*Task directions:* Copy out all lines in the material below that contain the string "query".

(Record excerpts)

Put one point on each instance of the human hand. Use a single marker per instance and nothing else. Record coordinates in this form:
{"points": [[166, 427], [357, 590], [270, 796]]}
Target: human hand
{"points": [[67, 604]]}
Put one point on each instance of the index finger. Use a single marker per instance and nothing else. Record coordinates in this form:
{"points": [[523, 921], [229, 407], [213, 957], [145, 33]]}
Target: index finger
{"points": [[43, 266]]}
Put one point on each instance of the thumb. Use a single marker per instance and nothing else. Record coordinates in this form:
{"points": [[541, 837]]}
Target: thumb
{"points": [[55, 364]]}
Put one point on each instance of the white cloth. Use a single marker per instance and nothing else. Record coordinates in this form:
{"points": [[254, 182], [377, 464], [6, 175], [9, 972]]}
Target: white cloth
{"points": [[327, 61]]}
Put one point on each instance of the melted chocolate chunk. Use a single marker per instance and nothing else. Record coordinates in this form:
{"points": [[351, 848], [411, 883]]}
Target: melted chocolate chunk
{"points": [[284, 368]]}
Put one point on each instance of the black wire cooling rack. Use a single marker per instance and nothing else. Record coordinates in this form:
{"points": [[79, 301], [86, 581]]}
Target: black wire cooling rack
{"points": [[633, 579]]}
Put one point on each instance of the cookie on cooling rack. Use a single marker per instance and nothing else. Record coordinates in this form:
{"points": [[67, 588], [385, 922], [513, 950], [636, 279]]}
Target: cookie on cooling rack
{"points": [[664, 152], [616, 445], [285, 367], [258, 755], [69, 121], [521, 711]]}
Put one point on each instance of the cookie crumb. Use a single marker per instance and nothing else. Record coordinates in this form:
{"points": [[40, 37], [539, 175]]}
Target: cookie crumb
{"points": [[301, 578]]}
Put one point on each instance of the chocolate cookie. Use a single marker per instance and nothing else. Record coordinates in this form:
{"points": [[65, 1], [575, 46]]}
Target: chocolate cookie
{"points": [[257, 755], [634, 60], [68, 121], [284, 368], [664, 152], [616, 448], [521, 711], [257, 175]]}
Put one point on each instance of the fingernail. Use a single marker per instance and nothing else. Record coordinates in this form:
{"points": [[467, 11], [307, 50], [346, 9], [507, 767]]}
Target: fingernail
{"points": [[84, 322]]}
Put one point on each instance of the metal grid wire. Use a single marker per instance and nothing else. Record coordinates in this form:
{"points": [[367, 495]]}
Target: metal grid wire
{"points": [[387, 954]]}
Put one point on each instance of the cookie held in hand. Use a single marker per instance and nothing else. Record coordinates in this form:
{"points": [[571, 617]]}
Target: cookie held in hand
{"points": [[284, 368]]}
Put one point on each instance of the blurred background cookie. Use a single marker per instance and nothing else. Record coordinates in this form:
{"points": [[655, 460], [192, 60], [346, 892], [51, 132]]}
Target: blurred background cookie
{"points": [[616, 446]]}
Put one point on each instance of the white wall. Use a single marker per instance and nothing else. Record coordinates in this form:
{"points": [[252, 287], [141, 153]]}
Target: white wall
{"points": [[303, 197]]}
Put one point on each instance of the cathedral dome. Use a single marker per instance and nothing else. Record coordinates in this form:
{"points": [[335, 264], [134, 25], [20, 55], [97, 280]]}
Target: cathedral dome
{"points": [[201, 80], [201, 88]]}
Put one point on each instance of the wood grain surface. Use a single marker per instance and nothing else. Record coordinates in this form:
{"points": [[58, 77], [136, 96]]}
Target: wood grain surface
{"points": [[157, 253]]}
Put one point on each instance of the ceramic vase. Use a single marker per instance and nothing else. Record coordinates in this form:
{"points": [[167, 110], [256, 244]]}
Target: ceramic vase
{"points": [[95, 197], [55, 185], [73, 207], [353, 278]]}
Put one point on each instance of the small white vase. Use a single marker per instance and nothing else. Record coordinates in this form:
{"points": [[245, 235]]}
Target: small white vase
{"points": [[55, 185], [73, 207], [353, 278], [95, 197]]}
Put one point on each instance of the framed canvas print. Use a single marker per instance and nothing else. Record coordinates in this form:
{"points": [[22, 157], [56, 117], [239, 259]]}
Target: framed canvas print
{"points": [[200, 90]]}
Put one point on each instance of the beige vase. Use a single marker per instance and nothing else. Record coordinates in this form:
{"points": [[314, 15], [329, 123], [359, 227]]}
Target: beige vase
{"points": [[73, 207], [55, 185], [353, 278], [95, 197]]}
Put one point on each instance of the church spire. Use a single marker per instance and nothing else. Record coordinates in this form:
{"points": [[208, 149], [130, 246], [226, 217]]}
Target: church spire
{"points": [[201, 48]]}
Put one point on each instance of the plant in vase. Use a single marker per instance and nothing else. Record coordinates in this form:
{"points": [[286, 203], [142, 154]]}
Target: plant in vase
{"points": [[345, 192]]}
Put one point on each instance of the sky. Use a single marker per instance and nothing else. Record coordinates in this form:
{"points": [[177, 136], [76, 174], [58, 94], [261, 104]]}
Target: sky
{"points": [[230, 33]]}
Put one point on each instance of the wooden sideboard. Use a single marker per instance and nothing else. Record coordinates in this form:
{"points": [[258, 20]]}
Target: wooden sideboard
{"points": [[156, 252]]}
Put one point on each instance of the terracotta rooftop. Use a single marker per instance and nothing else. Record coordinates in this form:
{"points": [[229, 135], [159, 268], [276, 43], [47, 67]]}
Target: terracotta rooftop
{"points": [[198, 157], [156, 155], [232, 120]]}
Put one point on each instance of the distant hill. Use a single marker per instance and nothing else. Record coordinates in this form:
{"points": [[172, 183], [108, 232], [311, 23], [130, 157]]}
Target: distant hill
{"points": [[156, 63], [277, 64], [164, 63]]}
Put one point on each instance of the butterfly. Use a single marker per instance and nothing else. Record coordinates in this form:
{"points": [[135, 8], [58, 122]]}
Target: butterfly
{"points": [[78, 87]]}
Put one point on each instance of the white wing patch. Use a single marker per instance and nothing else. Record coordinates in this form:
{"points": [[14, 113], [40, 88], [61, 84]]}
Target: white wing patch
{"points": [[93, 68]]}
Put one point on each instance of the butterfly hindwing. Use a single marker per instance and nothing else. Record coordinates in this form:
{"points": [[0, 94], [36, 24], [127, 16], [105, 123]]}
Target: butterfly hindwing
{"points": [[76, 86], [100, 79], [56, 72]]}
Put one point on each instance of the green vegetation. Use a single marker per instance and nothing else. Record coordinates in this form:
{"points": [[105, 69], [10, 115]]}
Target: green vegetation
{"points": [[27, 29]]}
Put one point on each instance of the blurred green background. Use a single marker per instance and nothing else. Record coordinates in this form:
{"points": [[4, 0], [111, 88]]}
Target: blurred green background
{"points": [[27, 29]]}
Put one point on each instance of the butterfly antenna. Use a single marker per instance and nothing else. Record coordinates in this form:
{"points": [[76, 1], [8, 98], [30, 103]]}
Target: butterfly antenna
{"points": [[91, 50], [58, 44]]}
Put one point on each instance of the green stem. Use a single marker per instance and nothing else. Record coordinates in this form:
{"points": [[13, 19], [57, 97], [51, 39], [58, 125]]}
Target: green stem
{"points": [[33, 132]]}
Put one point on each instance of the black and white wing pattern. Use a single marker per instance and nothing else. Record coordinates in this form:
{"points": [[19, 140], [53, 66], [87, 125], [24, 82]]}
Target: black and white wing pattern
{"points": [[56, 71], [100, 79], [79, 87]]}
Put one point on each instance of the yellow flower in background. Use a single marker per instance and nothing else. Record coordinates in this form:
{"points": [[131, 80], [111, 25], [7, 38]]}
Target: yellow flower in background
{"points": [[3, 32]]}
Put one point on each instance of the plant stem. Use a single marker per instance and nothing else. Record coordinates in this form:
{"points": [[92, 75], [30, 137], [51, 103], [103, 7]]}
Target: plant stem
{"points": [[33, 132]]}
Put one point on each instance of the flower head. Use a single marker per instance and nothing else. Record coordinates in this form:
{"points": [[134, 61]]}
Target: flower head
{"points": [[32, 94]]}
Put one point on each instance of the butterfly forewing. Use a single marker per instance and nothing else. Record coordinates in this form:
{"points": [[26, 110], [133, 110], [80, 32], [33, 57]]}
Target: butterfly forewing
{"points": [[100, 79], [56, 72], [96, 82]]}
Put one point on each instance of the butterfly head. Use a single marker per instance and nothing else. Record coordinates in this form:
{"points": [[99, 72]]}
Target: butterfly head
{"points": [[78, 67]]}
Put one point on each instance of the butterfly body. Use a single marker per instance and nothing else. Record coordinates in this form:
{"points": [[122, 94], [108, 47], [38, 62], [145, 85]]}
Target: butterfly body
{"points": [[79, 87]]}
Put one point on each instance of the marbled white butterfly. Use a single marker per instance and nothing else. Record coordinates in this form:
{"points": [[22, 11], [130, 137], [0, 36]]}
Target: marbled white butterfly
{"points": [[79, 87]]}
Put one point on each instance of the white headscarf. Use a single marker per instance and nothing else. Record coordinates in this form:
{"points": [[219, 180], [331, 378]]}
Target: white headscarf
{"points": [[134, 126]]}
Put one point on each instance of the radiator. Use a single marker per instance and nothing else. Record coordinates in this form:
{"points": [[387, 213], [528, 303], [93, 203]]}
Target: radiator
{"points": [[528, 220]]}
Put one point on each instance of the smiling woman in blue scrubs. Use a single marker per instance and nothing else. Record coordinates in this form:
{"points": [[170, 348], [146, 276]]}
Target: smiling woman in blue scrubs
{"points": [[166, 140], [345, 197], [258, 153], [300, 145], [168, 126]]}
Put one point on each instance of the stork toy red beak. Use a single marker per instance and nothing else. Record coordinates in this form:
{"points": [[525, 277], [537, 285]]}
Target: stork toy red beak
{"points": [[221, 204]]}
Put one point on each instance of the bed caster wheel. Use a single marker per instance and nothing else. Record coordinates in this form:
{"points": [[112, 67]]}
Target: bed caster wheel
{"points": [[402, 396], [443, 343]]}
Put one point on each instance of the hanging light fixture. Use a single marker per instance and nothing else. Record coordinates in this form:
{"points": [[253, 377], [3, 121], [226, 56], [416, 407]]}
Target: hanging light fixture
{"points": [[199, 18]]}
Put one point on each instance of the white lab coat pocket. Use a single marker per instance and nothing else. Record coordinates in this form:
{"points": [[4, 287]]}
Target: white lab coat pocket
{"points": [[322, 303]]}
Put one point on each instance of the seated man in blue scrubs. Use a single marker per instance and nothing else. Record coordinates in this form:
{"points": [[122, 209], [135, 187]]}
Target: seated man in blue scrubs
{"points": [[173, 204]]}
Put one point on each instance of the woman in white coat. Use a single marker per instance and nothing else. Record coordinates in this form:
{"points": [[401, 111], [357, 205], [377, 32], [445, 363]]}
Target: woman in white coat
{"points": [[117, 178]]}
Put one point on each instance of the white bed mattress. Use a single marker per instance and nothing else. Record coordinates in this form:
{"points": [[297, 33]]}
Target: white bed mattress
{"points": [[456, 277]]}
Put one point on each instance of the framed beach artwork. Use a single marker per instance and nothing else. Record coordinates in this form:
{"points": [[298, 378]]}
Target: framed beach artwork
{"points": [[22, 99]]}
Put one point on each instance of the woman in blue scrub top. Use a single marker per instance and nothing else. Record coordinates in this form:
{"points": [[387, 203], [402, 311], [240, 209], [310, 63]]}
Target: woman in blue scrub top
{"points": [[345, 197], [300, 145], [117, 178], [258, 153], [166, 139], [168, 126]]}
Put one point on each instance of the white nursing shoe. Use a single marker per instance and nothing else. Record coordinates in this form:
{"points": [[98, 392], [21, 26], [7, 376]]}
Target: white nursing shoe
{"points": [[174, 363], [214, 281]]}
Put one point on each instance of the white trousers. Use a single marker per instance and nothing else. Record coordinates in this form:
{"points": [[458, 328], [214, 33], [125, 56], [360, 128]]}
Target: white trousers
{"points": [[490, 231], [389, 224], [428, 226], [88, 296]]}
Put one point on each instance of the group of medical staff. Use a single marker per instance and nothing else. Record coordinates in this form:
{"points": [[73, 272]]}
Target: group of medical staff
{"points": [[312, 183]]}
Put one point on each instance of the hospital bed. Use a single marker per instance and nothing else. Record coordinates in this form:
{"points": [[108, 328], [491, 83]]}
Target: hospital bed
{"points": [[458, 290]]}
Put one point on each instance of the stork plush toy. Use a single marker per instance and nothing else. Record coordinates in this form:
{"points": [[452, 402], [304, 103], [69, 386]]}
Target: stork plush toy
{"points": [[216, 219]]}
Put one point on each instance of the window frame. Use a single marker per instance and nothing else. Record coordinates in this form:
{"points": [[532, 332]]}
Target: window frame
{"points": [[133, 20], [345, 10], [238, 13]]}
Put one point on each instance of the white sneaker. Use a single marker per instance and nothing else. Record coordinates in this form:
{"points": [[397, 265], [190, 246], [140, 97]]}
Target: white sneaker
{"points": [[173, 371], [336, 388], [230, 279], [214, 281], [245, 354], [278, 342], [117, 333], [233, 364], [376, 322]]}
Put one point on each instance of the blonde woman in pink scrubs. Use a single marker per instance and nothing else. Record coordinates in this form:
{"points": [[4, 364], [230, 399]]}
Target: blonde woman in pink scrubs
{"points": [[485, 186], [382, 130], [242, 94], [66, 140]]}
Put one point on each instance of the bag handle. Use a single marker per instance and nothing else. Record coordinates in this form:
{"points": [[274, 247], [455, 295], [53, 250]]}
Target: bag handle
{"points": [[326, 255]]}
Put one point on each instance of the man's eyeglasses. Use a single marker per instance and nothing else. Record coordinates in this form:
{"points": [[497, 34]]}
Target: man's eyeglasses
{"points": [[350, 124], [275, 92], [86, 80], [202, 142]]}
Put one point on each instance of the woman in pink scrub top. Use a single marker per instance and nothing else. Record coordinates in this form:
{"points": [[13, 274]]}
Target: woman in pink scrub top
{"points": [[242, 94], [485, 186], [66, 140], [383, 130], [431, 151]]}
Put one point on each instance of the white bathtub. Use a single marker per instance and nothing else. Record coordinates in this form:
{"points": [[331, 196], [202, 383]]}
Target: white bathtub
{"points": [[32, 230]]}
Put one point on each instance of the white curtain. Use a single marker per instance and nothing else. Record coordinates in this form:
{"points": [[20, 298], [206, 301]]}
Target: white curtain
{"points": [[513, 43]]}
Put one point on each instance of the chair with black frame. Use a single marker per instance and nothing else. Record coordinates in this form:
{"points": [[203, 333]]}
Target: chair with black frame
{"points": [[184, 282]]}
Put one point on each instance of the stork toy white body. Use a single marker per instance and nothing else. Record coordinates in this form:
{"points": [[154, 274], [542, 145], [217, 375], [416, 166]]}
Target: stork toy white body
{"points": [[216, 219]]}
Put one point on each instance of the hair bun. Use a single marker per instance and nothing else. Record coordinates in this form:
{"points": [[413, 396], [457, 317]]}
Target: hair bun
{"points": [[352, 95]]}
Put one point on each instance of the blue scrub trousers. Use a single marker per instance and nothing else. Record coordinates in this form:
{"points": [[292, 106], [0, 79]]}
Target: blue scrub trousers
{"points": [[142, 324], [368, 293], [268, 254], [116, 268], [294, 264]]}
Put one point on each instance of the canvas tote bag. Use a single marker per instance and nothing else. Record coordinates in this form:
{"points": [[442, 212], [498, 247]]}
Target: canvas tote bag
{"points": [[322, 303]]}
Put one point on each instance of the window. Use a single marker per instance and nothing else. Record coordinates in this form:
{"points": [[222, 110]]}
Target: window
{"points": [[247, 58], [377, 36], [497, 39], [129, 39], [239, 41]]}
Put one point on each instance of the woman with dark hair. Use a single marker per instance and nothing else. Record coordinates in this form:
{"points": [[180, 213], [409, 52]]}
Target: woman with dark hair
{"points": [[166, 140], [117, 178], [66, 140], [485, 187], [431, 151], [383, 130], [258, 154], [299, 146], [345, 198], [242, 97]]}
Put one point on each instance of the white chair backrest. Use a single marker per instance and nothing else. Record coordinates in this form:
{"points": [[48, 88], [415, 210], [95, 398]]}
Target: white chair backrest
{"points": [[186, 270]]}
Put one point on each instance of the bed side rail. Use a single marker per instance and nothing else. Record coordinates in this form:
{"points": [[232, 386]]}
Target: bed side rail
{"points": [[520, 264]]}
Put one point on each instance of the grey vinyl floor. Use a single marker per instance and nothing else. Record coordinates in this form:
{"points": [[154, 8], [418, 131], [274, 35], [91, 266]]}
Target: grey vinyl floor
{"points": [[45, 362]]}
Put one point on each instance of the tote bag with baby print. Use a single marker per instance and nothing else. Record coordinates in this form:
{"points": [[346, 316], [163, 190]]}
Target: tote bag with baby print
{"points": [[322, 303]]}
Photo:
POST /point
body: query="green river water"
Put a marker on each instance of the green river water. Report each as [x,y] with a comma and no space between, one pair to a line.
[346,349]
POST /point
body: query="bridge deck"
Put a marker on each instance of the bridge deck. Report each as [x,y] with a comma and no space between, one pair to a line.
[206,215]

(End Record excerpts)

*Solution to the exercise:*
body: query="green river water"
body: query="bridge deck"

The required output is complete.